begin Entries shown

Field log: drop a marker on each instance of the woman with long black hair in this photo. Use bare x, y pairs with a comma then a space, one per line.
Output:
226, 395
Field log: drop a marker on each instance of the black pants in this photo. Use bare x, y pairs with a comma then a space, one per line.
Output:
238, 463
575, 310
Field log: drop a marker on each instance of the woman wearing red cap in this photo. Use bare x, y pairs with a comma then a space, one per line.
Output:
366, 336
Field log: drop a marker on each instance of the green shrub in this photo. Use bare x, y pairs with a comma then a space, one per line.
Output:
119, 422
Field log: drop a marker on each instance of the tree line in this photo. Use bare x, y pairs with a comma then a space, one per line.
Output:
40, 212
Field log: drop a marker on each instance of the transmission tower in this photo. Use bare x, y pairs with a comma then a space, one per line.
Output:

end Entries shown

Transcribe the rows above line for line, from the line containing "Field log: drop a marker on each instance of the black" through the final line of the rows, including both of those lines.

Field log: drop a marker on each instance of the black pants in this photo. Use bare x, y pairs with a comma then a space, one per line.
Output:
238, 463
575, 310
Field log: drop a marker on each instance of the woman wearing red cap in this photo. Use bare x, y pairs with a comma then a space, one per line.
Output:
366, 336
Field log: drop a marker on each instance of the green shrub in this photo. Use bare x, y pairs with a comma then a space, one per line.
Output:
119, 422
Field log: drop a marker on each instance of the tree line in this photo. Use bare x, y pairs with a comma then a space, one per line.
Output:
40, 212
Field log: drop a marker on each instance of the transmission tower in this photo. Use bare x, y pairs with a comma then a space, one per line.
Output:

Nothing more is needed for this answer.